PROMPT — In the news item below about the University of Florida's interim president, render this sentence in Spanish: "His appointment must be confirmed by Florida’s Board of Governors, which is expected to consider the matter at its next meeting Sept. 10-11."

TEXT FOR ANALYSIS —
——————————

The University of Florida board of trustees voted unanimously Aug. 25 to appoint Dr. Donald Landry interim president of the university.
Chair emeritus of Columbia University’s Department of Medicine, Landry is a physician-scientist and president of the American Academy of Sciences and Letters.
“Dr. Landry is a highly accomplished scientist whose work is recognized around the world,” Mori Hosseini, chair of the UF board of trustees, said in a news release.
“He has shown exceptional leadership in academia and beyond, building programs with innovation, energy and integrity. I am confident that Dr. Landry will bring those same talents to the University of Florida in service to the students, faculty and people of the great state of Florida.”
Landry’s term begins Sept. 1, 2025. His appointment must be confirmed by Florida’s Board of Governors, which is expected to consider the matter at its next meeting Sept. 10-11. He would replace interim president Ken Fuchs, who is under contract until Sept. 1.
“It is an extraordinary honor to serve the University of Florida at such an important moment in its history. UF has made remarkable strides over the past 10 years and is now recognized as one of the top public universities in the country, and I look forward to working with its remarkable faculty, staff and students to continue building on that momentum,” Landry said in the release.
Landry is the Hamilton Southworth Professor at the New York Presbyterian/Columbia Medical Center and director of the Center for Human Longevity at Columbia. He is past physician-in-chief of New York Presbyterian/Columbia Medical Center. He founded and directed the Division of Experimental Therapeutics and is the past chief of the Division of Nephrology.

——————————

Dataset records
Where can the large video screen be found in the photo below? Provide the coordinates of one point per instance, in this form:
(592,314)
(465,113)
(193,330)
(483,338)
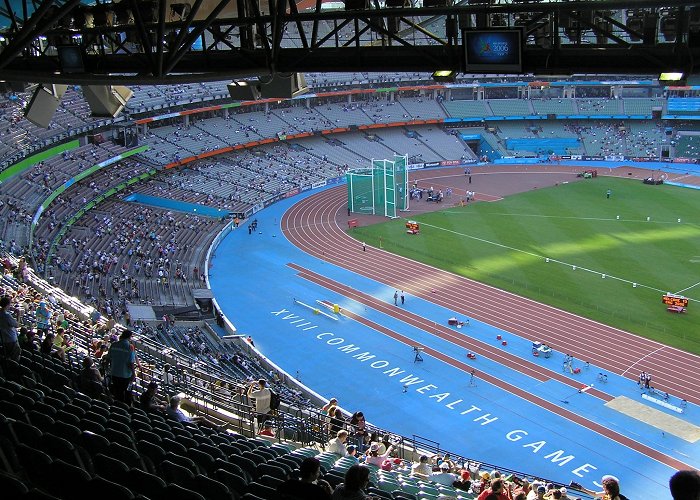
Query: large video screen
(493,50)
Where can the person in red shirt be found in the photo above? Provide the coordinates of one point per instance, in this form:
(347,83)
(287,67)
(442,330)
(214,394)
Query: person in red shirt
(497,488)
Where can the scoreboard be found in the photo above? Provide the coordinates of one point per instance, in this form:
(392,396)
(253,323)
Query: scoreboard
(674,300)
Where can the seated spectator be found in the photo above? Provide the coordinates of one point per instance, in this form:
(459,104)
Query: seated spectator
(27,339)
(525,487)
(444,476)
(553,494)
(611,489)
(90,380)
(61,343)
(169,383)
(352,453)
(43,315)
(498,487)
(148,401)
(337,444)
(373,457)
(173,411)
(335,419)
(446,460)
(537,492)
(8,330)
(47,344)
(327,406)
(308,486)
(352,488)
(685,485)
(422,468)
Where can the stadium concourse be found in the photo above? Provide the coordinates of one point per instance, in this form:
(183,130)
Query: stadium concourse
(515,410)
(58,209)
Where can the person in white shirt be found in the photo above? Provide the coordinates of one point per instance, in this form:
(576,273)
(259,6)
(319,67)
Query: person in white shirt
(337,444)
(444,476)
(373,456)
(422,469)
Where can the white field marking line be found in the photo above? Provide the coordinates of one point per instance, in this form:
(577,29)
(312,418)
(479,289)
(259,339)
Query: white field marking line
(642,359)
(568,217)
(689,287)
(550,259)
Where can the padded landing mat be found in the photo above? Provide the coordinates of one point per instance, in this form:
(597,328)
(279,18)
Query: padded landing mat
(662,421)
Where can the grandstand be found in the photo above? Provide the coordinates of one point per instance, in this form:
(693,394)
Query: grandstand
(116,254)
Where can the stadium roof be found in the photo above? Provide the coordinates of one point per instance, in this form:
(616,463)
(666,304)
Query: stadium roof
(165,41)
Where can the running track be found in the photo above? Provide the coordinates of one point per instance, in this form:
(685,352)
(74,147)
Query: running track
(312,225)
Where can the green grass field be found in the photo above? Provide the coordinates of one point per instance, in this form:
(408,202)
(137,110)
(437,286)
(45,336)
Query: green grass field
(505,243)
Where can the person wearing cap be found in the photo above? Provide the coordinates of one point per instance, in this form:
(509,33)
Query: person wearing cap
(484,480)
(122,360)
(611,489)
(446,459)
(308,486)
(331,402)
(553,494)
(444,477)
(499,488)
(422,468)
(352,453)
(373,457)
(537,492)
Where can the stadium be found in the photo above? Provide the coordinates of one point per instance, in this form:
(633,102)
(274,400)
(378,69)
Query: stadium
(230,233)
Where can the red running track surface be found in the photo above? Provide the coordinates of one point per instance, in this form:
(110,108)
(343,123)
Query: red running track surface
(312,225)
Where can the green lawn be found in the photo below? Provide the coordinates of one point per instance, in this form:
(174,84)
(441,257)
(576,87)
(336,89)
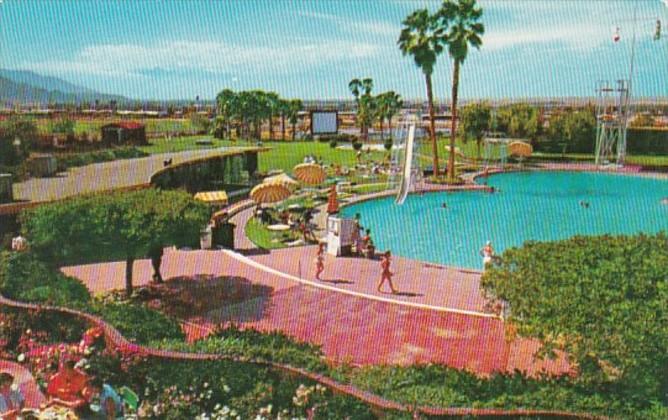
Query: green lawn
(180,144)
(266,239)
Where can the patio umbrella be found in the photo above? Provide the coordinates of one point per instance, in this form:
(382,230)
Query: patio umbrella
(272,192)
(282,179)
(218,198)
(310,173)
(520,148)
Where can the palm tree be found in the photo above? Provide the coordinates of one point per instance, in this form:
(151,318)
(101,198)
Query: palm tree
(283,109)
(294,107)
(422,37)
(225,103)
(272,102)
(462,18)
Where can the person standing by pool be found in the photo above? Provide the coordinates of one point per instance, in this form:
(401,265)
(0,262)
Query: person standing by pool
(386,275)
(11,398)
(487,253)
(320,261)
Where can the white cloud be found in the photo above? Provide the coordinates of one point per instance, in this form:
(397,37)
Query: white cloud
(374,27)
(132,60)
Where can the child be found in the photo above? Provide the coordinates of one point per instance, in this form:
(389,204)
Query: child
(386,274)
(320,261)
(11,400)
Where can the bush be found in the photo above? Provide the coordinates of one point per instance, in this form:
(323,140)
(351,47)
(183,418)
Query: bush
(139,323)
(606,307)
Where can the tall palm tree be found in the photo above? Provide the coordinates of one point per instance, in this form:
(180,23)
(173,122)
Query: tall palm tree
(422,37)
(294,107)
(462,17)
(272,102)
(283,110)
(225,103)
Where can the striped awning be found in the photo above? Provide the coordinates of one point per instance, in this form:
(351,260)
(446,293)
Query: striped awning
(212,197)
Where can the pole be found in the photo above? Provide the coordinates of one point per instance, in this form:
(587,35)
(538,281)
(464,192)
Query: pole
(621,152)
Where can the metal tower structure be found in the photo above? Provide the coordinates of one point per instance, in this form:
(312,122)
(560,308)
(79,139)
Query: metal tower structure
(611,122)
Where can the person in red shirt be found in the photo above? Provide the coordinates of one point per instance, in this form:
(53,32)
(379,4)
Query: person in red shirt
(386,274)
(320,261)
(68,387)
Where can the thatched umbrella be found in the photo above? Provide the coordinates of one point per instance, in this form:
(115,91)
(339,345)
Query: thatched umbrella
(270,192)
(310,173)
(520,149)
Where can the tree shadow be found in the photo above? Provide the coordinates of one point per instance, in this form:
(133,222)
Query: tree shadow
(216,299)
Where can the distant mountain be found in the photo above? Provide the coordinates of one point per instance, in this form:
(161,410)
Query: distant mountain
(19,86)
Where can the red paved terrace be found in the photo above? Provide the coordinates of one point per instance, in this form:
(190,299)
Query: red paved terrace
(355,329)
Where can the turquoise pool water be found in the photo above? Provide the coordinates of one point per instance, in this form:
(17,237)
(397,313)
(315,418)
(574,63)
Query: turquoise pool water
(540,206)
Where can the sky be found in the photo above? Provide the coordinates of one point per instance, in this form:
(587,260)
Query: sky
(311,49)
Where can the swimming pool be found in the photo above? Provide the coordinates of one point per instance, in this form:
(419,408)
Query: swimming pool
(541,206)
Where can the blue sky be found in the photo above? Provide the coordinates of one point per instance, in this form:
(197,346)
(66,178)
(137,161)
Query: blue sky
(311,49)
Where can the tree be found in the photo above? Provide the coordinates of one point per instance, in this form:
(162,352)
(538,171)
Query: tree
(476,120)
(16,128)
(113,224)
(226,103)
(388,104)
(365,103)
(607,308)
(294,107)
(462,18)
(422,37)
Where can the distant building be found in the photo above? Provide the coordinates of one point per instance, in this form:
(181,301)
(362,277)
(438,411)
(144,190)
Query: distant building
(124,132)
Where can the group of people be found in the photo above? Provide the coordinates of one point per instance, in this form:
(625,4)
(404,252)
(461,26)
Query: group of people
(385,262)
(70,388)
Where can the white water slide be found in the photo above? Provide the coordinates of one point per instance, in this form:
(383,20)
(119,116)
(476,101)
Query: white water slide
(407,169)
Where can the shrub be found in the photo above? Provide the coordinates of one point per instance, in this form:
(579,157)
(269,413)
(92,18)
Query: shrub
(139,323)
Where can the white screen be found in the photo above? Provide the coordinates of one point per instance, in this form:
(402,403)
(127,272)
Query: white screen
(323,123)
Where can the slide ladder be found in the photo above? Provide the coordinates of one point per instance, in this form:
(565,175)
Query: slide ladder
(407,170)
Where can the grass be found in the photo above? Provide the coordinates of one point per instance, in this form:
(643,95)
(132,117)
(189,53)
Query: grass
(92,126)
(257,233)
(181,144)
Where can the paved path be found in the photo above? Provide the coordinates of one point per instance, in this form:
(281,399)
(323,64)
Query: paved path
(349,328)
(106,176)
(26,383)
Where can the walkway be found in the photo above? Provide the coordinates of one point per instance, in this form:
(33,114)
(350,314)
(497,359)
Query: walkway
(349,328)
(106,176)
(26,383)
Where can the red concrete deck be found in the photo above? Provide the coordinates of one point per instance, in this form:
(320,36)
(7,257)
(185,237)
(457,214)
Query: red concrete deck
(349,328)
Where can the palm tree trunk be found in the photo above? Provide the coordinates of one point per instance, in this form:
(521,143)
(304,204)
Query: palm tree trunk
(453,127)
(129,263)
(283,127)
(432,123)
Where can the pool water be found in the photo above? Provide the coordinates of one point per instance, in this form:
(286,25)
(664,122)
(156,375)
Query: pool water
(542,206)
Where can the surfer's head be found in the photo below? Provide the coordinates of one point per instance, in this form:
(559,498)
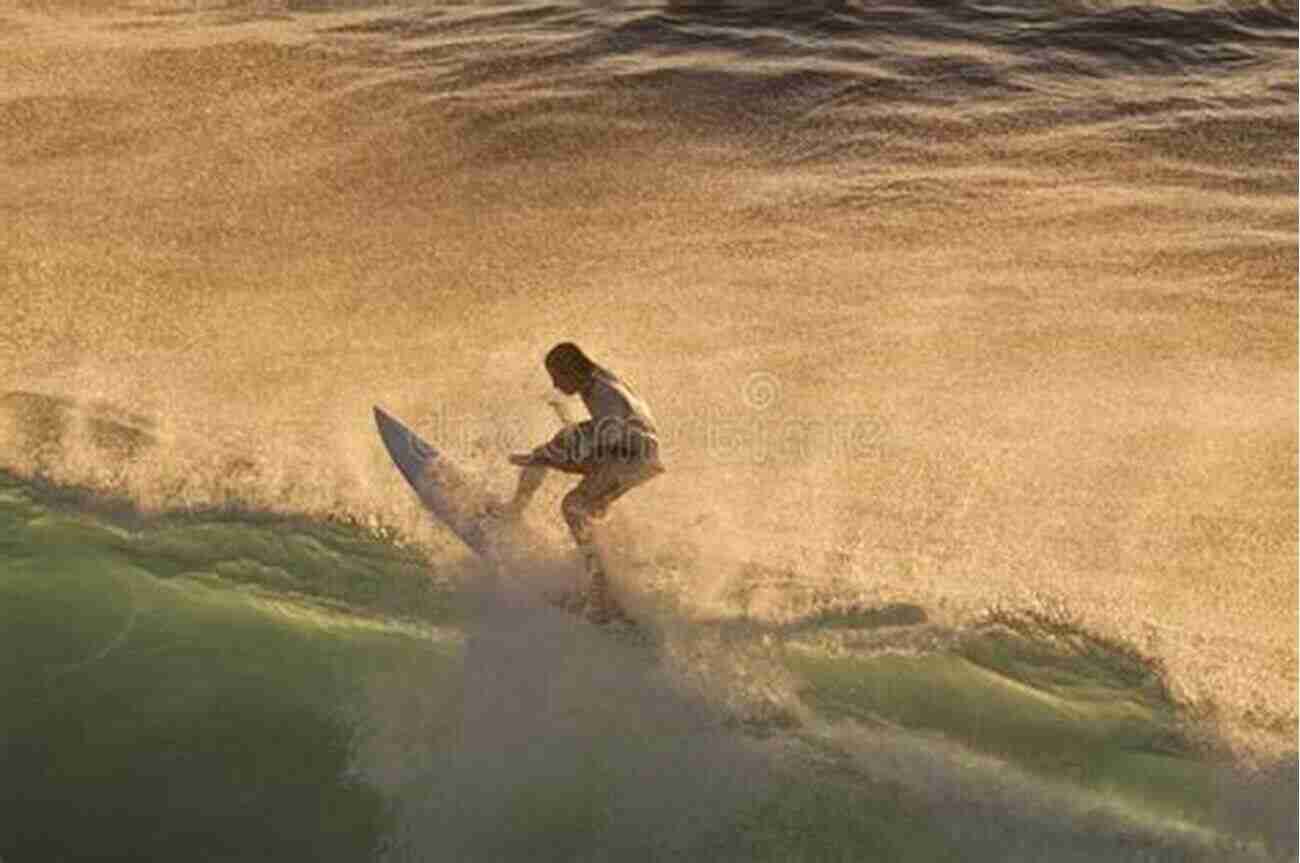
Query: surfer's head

——————————

RESULT OF THE EXERCISE — Su nombramiento debe ser confirmado por la Junta de Gobernadores de Florida, la cual, según se prevé, examinará el asunto en su próxima reunión, los días 10 y 11 de septiembre.